===== Passage for review

A short walk from the Maidan, a roadblock had been in place for a month. A collection of military trucks stood on a road that leads to the government quarter – the parliament and the Cabinet of Ministers building. The roadblock was manned by thousands of Interior Ministry troops and the brutal and much-feared Berkut riot police.

As the viche broke up, thousands of protesters made their way to the roadblock, and the resulting clashes brought Ukraine’s revolution back to TV screens around the world. There was no mention of the hundreds of thousands of people who had, for the ninth straight week, stood on Maidan and called for an end to a corrupt system and demanded accountable democracy, there were just images of the fighting. There was little or no mention of the Dictatorship Laws that were the catalyst for these violent events, just footage of Molotov Cocktails streaking through the night sky and images of the wreckage of burned-out vehicles.

The clashes in this place lasted for six days. During that period, medical facilities were deliberately targeted by the Berkut, and doctors, medics, and journalists were shot at with a variety of calibers weapons and ammunition. The Russian trolls that are now known to many of us around the world had an immediate and coordinated argument, rabidly barking “you call these ‘peaceful’ protests?”

There was no escaping the fact that, at that time, events were not peaceful. But the context for why those clashes happened in that time at that place is essential to understanding the whole of Ukraine’s revolution.

==========

> What you need to do:
1. Repeat the account of the Maidan roadblock clashes word for word, from "A short walk" up to and including "Berkut riot police.".
2. Proceed with the account of the Maidan roadblock clashes, continuing it from the point where it stops.

===== Supplied material

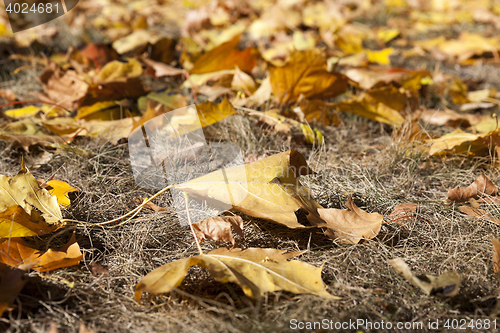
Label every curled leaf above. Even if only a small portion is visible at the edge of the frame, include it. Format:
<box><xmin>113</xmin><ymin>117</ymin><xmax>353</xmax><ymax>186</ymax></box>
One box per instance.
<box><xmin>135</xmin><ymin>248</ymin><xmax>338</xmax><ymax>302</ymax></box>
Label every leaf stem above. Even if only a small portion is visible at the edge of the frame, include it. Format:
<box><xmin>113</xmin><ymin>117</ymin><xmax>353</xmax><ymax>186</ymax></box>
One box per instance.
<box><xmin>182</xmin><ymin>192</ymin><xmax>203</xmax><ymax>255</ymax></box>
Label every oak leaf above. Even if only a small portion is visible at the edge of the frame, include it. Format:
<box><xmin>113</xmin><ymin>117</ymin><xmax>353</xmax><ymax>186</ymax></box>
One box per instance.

==========
===== Supplied material

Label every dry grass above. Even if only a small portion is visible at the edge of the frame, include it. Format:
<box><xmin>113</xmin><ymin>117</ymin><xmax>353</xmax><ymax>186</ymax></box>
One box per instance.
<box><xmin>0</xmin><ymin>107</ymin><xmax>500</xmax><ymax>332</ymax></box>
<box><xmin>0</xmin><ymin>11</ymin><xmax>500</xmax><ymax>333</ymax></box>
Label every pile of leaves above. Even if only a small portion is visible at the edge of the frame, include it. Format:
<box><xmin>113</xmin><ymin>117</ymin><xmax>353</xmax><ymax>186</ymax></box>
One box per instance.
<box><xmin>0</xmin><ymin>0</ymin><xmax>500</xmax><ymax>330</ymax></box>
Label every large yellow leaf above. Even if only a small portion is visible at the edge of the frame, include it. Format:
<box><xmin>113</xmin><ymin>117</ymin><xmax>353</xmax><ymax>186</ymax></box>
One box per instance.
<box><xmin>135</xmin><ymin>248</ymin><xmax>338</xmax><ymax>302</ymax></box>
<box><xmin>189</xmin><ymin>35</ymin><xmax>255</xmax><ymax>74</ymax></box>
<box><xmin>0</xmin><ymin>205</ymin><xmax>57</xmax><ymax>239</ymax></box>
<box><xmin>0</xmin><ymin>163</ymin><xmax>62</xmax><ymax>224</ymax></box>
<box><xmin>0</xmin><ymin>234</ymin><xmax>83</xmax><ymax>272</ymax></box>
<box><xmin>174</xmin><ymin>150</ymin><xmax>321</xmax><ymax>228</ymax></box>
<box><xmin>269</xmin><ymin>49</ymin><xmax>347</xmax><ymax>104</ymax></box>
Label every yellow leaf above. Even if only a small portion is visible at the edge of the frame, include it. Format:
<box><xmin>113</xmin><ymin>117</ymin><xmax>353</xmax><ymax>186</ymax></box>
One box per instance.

==========

> Answers in order:
1.
A short walk from the Maidan, a roadblock had been in place for a month. A collection of military trucks stood on a road that leads to the government quarter – the parliament and the Cabinet of Ministers building. The roadblock was manned by thousands of Interior Ministry troops and the brutal and much-feared Berkut riot police.

2.
Those of us who were on this street, witnessing these events, can all tell you of the cold. During the period this fighting was going on – between Jan. 19-25 – temperatures plummeted to well below minus 20 degrees Celsius. Witnesses will also describe to you the noise, a constant banging, rocks against metal lamp posts and sticks being beaten on oil drums. Most of that noise was made by women, and particularly elderly women. In the midst of this chaos, there stood babushki raging about the thieves who inhabited the offices just up the street before them, whose who were responsible for their meager pensions, as well as the general poverty in the country.

By the next Sunday, ten days after the Dictatorship Laws had first been passed, a solution had been worked out, the fighting on Hrushevskoho Street stopped on Saturday night, the authorities had promised to cancel the laws immediately in return. But by this time three protesters were dead.

The first to die was Sergei Nigoyan. He had been on Maidan since the first days of the revolution, and was killed six months short of his 21st birthday. The second was Mikhail Zhyznevsky, from Belarus. The third was Yuri Verbitsky, a PhD from western Ukraine.

Any loss of life is a tragedy for the family and community of the deceased. In Verbitsky’s case though, his death was a matter of great national significance. Verbitsky had been injured in the street clashes, and went to hospital to seek treatment. He was kidnapped from the hospital by forces loyal to Yanukovych. For the next two days he was mercilessly tortured, and ultimately his life ended in a forest. He had been abandoned, alone, and was left to die from a combination of the injuries he sustained under torture, and the bitter cold.

Imagine if you lived in a country that was deeply corrupt, and the authorities responsible for that corruption resorts to kidnapping, torture, and murder, what would you do?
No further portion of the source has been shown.